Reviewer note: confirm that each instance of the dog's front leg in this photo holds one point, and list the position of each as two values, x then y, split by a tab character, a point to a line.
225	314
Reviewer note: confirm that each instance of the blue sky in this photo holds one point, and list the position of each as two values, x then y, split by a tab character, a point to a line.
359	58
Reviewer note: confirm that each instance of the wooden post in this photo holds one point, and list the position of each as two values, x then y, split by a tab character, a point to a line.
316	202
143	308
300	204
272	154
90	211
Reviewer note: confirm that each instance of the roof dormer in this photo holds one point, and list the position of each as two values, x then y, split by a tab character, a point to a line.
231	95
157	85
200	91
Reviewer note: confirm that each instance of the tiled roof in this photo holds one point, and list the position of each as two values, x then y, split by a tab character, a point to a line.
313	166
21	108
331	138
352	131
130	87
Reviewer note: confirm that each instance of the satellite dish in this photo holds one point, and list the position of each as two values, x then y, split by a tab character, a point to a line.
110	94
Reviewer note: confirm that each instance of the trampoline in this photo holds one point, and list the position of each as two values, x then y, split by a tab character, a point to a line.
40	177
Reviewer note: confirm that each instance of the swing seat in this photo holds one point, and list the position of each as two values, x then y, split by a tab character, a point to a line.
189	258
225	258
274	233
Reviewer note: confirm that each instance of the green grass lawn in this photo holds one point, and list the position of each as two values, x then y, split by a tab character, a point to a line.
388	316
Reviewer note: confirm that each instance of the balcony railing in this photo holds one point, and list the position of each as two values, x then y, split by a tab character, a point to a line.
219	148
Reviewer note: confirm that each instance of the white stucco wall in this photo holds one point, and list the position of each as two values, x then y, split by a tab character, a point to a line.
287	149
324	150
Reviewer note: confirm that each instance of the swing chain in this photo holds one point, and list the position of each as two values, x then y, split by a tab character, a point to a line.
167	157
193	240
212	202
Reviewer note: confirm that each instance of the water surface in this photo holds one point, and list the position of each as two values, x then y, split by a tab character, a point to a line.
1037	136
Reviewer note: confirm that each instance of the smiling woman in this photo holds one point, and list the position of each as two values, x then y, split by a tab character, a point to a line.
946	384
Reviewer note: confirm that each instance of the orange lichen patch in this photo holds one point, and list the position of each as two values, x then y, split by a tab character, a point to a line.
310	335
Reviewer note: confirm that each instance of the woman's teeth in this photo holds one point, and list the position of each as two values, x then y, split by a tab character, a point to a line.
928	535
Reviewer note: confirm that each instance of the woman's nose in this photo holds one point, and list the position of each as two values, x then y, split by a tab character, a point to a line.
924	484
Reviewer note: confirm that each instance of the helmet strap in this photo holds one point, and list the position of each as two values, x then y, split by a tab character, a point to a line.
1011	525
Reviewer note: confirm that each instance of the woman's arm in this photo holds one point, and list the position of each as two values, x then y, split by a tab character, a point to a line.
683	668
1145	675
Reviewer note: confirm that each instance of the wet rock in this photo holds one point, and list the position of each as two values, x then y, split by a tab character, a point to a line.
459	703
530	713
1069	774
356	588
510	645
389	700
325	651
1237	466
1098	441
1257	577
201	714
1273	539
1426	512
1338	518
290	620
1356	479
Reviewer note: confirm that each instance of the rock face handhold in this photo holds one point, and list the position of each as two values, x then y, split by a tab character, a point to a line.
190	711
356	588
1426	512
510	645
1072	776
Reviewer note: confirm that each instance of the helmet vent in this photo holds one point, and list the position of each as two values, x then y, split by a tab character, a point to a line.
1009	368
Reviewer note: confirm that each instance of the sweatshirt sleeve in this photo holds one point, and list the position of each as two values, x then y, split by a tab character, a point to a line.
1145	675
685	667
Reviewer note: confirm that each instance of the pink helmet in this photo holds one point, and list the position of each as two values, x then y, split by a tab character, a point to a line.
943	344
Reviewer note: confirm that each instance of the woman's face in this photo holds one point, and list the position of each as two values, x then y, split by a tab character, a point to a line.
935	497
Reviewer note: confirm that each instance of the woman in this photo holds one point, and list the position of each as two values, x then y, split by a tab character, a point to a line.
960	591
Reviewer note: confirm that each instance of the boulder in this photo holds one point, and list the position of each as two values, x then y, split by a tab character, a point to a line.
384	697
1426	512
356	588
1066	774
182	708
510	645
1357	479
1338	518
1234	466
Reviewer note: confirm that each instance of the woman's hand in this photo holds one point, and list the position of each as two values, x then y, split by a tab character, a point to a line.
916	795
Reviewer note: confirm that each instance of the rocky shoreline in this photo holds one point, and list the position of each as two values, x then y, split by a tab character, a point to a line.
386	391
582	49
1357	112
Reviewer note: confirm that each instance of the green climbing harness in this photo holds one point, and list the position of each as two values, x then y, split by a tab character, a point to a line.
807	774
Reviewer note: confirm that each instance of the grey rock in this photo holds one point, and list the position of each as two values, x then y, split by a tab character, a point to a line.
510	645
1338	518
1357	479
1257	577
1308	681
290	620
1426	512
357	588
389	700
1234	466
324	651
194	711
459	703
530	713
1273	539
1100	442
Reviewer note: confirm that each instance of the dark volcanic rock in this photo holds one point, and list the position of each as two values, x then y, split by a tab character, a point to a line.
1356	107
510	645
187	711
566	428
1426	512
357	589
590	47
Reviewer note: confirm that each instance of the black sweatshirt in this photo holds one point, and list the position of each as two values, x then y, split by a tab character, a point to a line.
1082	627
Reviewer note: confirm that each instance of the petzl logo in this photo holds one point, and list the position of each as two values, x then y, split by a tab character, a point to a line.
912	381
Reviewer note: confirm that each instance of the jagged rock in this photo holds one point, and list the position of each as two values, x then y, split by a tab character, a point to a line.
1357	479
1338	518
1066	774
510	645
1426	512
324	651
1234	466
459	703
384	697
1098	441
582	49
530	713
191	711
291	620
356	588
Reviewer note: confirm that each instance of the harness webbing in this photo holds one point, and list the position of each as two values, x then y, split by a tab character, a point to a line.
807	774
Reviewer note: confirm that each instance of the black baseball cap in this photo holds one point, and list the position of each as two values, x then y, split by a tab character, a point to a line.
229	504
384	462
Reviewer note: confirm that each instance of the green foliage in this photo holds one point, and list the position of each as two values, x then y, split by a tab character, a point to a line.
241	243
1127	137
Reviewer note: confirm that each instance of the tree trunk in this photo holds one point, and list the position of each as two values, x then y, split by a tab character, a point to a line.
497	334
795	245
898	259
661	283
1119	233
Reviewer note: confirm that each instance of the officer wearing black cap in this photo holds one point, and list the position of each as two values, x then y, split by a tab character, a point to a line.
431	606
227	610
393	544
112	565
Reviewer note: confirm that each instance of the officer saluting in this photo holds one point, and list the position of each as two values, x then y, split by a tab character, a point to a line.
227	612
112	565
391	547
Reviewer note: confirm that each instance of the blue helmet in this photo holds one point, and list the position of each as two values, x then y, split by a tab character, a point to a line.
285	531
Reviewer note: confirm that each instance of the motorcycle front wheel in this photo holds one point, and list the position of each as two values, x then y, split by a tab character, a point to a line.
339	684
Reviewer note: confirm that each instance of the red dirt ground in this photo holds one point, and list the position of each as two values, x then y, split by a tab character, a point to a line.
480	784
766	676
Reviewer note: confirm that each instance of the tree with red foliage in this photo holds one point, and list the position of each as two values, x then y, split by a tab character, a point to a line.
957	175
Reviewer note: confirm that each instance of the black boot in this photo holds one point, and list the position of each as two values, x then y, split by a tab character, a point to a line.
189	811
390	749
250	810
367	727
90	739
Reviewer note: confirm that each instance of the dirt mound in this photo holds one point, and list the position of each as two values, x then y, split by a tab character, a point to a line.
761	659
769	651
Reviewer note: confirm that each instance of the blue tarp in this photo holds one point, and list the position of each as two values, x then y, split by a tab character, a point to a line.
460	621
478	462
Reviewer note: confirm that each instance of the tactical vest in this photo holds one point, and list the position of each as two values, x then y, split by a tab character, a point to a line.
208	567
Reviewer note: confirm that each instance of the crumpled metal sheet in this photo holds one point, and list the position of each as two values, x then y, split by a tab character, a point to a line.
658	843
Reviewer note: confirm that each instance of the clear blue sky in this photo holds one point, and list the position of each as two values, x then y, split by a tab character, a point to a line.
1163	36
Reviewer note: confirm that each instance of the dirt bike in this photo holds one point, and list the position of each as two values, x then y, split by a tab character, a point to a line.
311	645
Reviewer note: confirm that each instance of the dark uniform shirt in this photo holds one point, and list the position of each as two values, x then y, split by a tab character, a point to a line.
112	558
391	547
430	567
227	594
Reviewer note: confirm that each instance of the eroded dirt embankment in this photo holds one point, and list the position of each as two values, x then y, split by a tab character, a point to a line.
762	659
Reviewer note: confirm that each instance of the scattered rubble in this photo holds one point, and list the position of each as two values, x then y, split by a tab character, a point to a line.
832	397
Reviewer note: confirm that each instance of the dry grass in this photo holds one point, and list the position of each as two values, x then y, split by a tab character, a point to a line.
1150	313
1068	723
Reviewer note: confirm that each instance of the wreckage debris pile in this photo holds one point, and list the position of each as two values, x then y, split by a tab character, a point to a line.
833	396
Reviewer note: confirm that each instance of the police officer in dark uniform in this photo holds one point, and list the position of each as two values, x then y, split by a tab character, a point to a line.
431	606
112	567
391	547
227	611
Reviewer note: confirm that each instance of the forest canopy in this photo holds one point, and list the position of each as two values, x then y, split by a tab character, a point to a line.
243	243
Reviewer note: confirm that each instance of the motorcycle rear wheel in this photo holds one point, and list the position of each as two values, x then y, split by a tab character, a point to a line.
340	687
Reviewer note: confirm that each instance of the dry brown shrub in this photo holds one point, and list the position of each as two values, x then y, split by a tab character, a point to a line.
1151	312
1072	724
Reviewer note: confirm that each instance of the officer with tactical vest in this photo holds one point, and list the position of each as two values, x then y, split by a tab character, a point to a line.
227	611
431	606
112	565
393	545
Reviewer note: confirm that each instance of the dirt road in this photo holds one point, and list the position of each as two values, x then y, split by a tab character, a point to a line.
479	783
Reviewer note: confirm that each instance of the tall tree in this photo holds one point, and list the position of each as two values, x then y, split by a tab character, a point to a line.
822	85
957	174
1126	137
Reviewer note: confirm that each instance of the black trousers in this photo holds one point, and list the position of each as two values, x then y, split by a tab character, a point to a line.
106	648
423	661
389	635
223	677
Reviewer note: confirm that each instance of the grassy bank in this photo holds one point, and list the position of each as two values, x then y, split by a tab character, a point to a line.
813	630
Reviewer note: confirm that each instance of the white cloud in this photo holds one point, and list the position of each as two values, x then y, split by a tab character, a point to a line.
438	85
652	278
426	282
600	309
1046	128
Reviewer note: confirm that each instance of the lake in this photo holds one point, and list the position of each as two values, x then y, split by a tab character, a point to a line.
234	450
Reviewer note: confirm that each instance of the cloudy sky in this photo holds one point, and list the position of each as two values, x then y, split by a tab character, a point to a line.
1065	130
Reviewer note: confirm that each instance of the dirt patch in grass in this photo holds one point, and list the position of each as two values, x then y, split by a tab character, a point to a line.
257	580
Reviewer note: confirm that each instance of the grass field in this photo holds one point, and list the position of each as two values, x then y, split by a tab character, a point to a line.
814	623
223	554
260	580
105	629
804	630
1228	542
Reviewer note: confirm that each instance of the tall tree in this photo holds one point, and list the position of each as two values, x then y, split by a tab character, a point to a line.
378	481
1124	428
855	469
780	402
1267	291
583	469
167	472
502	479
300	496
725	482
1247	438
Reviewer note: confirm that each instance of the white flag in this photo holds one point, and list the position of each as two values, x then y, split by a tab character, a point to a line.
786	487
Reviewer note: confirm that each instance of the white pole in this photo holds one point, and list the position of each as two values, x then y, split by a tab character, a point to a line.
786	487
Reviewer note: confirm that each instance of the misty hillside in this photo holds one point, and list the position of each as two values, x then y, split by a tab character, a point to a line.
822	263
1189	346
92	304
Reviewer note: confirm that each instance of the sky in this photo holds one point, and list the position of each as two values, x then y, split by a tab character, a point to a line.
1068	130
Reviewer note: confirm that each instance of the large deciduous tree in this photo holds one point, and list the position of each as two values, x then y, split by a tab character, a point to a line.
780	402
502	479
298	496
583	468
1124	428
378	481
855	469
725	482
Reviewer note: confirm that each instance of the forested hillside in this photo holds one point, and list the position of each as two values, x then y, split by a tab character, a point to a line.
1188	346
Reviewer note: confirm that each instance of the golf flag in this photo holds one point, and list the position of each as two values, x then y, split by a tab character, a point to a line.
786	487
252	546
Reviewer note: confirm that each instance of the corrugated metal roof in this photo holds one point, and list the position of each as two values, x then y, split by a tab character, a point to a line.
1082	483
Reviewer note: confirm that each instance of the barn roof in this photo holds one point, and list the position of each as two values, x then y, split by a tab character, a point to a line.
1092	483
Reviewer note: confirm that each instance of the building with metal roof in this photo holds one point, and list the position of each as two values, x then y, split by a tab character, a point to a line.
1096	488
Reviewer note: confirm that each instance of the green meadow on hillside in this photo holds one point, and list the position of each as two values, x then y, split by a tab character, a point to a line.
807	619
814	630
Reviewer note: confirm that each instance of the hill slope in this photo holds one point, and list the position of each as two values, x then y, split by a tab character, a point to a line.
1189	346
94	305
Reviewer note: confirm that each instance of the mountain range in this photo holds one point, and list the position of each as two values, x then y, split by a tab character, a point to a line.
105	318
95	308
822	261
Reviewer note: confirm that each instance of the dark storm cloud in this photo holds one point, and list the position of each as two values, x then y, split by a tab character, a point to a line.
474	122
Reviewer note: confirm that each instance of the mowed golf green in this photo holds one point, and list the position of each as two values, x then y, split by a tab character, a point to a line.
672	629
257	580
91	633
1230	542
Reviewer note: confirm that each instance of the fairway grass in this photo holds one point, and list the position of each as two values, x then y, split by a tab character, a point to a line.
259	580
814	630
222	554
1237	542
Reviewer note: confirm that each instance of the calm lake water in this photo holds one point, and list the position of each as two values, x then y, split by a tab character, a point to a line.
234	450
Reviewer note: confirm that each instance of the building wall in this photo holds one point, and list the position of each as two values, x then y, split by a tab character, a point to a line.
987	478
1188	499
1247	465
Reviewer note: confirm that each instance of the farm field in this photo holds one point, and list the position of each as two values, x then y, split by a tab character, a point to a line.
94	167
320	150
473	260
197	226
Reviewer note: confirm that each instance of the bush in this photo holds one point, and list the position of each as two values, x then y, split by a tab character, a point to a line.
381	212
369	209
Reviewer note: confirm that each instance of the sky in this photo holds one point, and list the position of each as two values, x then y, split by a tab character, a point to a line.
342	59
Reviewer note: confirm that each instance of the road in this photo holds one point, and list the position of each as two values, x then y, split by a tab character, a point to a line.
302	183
—————
■ Work order ■
Take the line that contains "Reviewer note: confirm that each instance of the mowed" and every line after it in the material above. Set those lines down exactly and nothing more.

■ Result of this exercise ■
Reviewer note: confirm that each instance of the mowed golf green in this photo holds one point, and list the position of each as two values, x then y, split by a tab character, a point to a line.
672	629
257	580
91	633
1230	542
Reviewer note: confirm that each instance of the fairway grass in this photo holds one point, and list the position of each as two values, x then y, split by a tab character, a point to a line.
259	580
814	630
222	554
1237	542
Reviewer note: confirm that each instance of the calm lake water in this photo holds one point, and list the position of each as two values, x then y, split by a tab character, a point to a line.
234	450
Reviewer note: confirm that each instance of the building wall in this photo holds one point, and list the position of each as two values, x then y, split by a tab character, a point to a line.
987	478
1188	499
1247	465
Reviewer note: confirm that each instance of the farm field in this photo holds one point, and list the position of each as two values, x then y, split by a tab character, a point to a line.
94	167
320	150
473	260
197	226
Reviewer note: confirm that each instance of the bush in this photo holds one point, and list the position of each as two values, x then y, split by a tab character, a point to a line.
381	212
369	209
Reviewer note: confirm that each instance of the sky in this photo holds one point, and list the position of each as two values, x then y, split by a tab character, a point to a line.
342	59
Reviewer note: confirm that each instance of the road in this photo holds one point, and list the position of each as two values, x then y, split by a tab character, a point to a line.
302	183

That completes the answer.